• Task prompt: From the top of the entries below through the line containing "box: [231, 204, 319, 223]", return every line exactly as written, please, and stop there.

• Task material:
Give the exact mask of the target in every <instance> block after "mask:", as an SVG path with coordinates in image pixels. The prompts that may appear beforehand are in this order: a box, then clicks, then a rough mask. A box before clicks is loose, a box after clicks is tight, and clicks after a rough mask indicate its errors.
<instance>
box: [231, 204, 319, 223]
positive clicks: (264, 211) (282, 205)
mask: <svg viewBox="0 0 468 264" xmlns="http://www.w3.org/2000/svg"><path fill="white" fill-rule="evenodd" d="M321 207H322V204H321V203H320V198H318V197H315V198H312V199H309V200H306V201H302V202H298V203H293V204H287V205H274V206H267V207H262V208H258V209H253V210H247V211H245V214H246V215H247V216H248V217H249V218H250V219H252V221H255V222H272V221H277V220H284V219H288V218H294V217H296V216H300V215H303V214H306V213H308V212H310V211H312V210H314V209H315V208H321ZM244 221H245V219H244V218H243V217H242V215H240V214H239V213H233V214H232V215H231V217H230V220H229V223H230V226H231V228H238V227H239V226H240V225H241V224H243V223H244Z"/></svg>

• Answer space:
Give the exact mask of the target in every <instance> block after "mask:", as an SVG path with coordinates in image pixels. The prompts that may appear beforehand are in this order: a box, then clicks, then a rough mask. A box before clicks is loose, a box after clicks is tight, and clicks after a rough mask indicate its errors.
<instance>
box: [231, 204, 319, 223]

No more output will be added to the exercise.